* _Set of tasks_
1. According to the legislative update below, within how many days of the Farm Bill's passage would the report from the Office of Management and Budget have to be completed?
2. Resume the legislative update on sequestration and student loan rates below, starting after its final sentence.

* _Excerpt to read_
━━━━

Legislative Update: Sequestration, Student Loan Rates

Friday, June 29th, 2012

Congress Asks OMB for Detailed Impact of Sequestration

While there has been much talk about the devastating impact of sequestration on federally-funded programs, there have not been a lot of details to help states and districts prepare. To help increase transparency around this issue, Senators Patty Murray (WA) and John McCain (AZ) recently introduced a bipartisan amendment to the Farm Bill that would require the Office of Management of Budget to submit to Congress a detailed analysis of the impact of sequestration cuts on both defense and non-defense discretionary programs, including education programs like Perkins. Specifically, it would require OMB to provide figures for the number of educator job lost, the number of students no longer able to access education programs, and education resources lost by states and districts. This report would have to be completed within 60 days of the Farm Bill’s passage. If the bill does not pass, the Senators intend to attach the amendment to any future bills that the Senate takes up.

━━━━

* _Entries shown_

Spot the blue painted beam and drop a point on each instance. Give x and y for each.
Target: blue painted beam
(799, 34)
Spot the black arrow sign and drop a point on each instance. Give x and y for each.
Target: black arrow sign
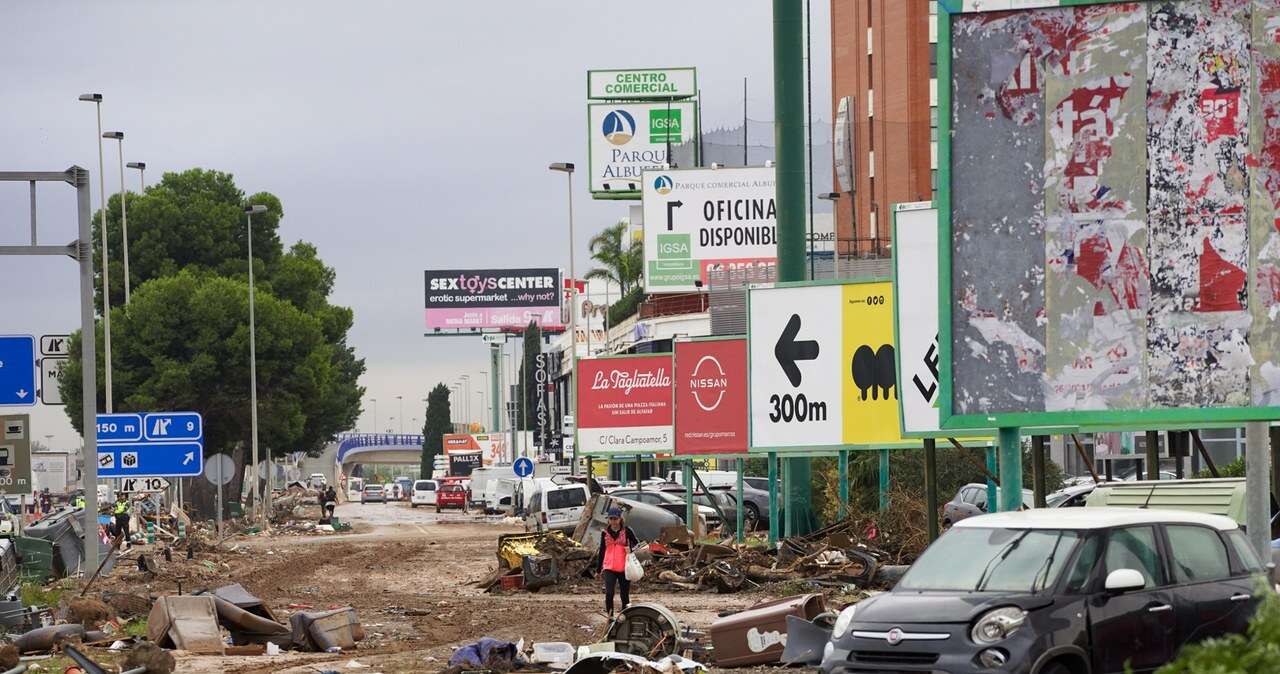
(787, 351)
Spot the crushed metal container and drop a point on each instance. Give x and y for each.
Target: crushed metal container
(758, 634)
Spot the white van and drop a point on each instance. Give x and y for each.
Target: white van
(712, 478)
(554, 507)
(424, 493)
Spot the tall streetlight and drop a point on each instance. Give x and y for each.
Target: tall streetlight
(96, 99)
(142, 174)
(118, 136)
(567, 169)
(250, 211)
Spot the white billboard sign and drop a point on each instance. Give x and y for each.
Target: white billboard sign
(796, 366)
(647, 83)
(699, 220)
(629, 137)
(915, 269)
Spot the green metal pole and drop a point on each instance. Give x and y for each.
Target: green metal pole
(992, 499)
(773, 498)
(1010, 470)
(689, 493)
(789, 97)
(883, 485)
(844, 484)
(741, 504)
(931, 486)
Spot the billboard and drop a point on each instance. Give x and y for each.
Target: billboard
(1133, 274)
(624, 404)
(643, 83)
(702, 220)
(625, 138)
(711, 397)
(493, 298)
(823, 366)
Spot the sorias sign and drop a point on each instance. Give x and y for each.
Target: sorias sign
(624, 404)
(711, 397)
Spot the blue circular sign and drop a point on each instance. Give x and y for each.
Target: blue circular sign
(524, 467)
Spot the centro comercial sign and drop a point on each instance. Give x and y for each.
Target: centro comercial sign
(659, 83)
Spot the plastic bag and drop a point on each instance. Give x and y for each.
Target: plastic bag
(634, 571)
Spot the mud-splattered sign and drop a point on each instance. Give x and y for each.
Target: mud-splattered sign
(1111, 211)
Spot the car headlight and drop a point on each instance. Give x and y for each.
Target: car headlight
(844, 622)
(997, 624)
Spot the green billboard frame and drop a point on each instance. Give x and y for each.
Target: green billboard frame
(1155, 418)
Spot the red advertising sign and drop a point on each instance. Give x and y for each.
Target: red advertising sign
(624, 404)
(711, 397)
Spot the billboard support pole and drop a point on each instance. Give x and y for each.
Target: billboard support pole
(1257, 473)
(789, 79)
(931, 486)
(1010, 470)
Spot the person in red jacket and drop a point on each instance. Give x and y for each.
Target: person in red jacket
(617, 540)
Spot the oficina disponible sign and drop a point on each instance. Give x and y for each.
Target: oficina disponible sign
(488, 298)
(711, 397)
(624, 404)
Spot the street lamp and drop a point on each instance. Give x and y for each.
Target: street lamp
(118, 136)
(567, 169)
(96, 99)
(142, 173)
(250, 211)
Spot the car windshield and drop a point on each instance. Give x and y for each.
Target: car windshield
(978, 559)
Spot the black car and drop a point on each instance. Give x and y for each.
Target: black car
(1055, 591)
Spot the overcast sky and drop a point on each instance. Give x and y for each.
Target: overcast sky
(401, 136)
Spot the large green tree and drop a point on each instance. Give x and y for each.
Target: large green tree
(182, 343)
(437, 423)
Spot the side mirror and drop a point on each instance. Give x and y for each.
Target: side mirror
(1121, 581)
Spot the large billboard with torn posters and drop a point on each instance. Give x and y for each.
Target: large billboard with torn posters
(1109, 203)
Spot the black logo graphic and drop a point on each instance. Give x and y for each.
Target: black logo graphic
(874, 371)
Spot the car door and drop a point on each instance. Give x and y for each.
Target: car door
(1136, 629)
(1211, 600)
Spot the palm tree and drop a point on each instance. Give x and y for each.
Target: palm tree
(617, 265)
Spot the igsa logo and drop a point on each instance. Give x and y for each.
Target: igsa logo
(618, 127)
(662, 184)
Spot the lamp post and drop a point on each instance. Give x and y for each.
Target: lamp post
(118, 136)
(250, 211)
(142, 174)
(567, 169)
(96, 99)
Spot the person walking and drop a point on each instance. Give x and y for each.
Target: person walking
(617, 540)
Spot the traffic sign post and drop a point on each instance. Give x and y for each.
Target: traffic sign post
(17, 370)
(165, 444)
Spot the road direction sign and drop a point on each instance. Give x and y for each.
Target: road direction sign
(50, 379)
(151, 444)
(144, 484)
(16, 454)
(219, 470)
(55, 344)
(522, 467)
(17, 370)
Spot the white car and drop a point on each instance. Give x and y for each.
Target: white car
(424, 493)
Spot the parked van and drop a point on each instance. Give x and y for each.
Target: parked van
(553, 505)
(712, 478)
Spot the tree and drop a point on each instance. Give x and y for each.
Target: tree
(437, 423)
(621, 265)
(529, 400)
(183, 344)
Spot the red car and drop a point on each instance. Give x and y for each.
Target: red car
(452, 496)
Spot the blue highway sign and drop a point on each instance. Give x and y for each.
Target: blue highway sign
(524, 467)
(17, 370)
(159, 444)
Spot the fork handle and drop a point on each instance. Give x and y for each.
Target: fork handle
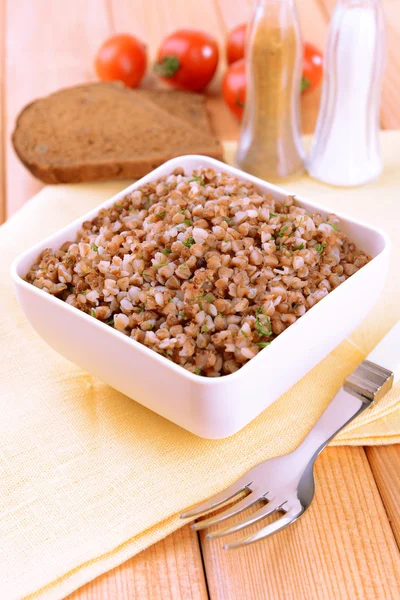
(339, 413)
(361, 388)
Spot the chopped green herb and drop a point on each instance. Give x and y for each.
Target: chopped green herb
(189, 242)
(195, 178)
(260, 327)
(335, 227)
(282, 231)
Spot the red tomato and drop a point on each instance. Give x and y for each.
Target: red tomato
(312, 68)
(234, 87)
(187, 60)
(121, 58)
(235, 43)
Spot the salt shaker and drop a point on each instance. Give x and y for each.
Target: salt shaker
(345, 150)
(270, 144)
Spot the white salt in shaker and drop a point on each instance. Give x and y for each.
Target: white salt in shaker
(345, 150)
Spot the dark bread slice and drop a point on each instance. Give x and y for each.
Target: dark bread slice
(104, 131)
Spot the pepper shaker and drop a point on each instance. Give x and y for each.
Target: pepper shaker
(345, 150)
(270, 144)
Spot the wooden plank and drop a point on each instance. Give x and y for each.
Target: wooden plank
(385, 466)
(170, 570)
(390, 110)
(3, 174)
(47, 48)
(343, 547)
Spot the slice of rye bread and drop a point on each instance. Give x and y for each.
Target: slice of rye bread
(104, 131)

━━━━

* _Outputs by task_
1. Within 60 days.

2.
In the House, the Budget Committee unanimously reported H.R. 5872, the Sequestration Transparency Act of 2012. Like the Murray-McCain amendment, this bill would require the Office of Management and Budget to detail how defense and non-defense programs would be affected by the automatic cuts.

Deal Reached on Student Loan Interest Rates

Democrats and Republicans in Congress have reached a deal to prevent the interest rates on student loans from doubling on July 1, 2012. The deal will extend the 3.4 percent interest rate on subsidized Stafford loans for one year. The extension will be paid for through two offsets. First, changes would be made to pension plans. The second, smaller offset would affect students: limiting how long new borrowers could receive in-school interest subsidies to 150 percent of the average time it takes to complete a degree. Currently there are no limits.

The House and Senate are scheduled to vote today on the bill to which this provision is attached. We will keep you updated on any developments.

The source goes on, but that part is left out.